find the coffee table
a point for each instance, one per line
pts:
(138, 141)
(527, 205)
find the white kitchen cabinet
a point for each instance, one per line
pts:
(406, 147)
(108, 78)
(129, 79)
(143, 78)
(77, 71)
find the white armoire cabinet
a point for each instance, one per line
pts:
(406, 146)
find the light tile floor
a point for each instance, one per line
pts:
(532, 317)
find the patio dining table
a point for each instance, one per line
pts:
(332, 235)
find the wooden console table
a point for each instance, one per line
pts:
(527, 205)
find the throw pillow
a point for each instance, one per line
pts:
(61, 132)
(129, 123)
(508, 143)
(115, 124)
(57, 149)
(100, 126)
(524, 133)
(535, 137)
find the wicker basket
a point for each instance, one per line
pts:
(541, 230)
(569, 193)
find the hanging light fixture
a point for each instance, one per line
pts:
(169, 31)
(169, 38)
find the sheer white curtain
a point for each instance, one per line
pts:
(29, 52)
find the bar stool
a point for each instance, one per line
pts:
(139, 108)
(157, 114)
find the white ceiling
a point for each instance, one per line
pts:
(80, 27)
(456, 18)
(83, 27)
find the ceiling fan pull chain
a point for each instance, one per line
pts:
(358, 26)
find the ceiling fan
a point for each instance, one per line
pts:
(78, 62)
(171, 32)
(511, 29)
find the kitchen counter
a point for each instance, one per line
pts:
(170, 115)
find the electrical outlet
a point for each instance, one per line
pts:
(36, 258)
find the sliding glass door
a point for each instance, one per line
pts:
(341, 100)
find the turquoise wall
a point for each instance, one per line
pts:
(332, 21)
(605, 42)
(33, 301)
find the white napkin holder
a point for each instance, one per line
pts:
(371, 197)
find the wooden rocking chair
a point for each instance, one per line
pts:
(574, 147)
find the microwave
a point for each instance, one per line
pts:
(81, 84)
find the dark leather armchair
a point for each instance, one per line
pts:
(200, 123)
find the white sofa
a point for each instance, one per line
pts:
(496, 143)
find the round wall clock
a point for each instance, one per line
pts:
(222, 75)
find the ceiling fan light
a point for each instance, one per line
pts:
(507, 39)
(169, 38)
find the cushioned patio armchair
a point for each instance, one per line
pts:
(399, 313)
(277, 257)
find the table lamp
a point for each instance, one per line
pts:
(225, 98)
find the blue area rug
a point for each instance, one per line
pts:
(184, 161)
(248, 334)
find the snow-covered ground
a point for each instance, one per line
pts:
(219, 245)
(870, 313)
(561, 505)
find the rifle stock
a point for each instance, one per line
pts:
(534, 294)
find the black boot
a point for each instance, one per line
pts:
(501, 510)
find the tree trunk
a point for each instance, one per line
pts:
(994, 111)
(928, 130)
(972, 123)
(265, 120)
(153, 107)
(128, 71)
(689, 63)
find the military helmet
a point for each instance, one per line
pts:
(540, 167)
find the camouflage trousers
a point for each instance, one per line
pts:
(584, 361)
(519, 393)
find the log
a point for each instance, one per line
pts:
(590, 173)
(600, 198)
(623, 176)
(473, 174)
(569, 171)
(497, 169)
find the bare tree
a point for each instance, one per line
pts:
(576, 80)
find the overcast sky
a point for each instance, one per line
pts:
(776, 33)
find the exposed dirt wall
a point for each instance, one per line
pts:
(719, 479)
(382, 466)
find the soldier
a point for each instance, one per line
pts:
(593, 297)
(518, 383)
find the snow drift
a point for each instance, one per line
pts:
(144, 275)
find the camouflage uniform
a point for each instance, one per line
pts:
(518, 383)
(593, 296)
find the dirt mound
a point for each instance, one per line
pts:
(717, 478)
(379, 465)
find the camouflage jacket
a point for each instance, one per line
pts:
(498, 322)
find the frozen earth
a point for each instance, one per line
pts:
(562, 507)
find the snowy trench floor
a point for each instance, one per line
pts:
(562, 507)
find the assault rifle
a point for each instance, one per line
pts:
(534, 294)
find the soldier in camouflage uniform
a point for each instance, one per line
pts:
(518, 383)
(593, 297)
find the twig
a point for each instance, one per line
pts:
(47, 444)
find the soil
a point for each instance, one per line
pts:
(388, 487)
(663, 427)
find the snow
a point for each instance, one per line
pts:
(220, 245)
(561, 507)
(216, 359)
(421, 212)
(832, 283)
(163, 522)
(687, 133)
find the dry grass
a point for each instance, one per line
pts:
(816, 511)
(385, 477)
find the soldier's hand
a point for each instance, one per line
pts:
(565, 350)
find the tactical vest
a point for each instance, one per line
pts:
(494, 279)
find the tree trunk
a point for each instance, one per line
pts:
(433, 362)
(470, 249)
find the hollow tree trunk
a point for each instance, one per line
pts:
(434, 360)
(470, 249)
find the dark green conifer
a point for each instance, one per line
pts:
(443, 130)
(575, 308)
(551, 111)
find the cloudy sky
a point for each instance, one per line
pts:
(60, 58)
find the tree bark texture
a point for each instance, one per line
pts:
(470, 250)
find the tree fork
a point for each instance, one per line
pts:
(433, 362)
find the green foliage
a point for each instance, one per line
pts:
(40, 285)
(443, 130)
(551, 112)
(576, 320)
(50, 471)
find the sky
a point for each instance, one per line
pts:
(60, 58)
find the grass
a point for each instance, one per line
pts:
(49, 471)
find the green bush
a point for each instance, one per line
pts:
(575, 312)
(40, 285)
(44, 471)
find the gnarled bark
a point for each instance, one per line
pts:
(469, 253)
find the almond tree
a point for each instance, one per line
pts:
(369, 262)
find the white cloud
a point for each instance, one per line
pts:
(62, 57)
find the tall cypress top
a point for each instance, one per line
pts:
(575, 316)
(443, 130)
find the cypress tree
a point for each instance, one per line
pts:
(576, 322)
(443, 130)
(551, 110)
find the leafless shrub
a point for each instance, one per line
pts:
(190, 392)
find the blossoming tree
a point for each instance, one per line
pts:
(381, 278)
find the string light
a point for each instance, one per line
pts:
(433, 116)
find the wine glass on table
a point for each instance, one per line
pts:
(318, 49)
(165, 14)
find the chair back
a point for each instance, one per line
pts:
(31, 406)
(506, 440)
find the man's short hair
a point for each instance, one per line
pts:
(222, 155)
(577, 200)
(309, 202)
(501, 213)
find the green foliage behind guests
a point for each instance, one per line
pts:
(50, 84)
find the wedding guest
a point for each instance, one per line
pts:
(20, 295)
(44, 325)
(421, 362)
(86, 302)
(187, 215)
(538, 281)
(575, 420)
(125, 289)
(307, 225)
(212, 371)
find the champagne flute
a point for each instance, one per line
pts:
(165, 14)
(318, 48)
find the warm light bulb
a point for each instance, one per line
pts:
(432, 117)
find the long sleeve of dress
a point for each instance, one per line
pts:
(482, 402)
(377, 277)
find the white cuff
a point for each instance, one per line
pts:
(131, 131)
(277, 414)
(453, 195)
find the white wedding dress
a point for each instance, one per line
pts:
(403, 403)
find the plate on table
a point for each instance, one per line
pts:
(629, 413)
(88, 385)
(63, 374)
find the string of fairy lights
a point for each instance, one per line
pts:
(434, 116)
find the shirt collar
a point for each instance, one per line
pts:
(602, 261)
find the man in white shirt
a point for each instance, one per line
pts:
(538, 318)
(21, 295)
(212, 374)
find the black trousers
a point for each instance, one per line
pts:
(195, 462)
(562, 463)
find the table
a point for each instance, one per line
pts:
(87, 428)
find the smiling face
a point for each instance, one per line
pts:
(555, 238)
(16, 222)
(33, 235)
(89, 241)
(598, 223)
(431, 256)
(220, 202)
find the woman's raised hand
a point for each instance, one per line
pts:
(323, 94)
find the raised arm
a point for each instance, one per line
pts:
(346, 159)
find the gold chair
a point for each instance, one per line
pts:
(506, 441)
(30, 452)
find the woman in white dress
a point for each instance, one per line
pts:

▶ YOUR GOAL
Out of the data above, give again only the lines starting at the one holding "find the camouflage uniform" and ending at the one holding "find the dark green conifer", unchanged.

▶ THE COMPLETED TASK
find the camouflage uniform
a point for each instance, one per line
pts:
(518, 383)
(593, 296)
find the dirt mound
a point for each instance, one per line
pts:
(717, 478)
(379, 465)
find the camouflage jacket
a point for each instance, one per line
pts:
(498, 322)
find the frozen earth
a point for each instance, one per line
pts:
(562, 507)
find the snowy trench floor
a point for each instance, one per line
pts:
(562, 507)
find the assault rifle
a point for each instance, one per line
pts:
(534, 294)
find the soldier in camouflage uniform
a point for each instance, one per line
pts:
(518, 383)
(593, 297)
find the twig
a point for each instance, one per line
pts:
(47, 444)
find the soil
a point for each instance, one per line
pts:
(388, 487)
(663, 427)
find the snow
a point for each instance, one per line
pts:
(220, 245)
(561, 507)
(216, 359)
(421, 212)
(832, 283)
(163, 522)
(687, 133)
find the dry grass
a point for each instance, one per line
pts:
(816, 511)
(385, 477)
find the soldier's hand
a point for each instance, one per line
pts:
(565, 350)
find the tactical vest
a point for each instance, one per line
pts:
(494, 279)
find the tree trunk
a point for each instance, one per line
pts:
(433, 362)
(470, 249)
find the hollow tree trunk
a point for each instance, one per line
pts:
(434, 360)
(470, 249)
find the dark green conifer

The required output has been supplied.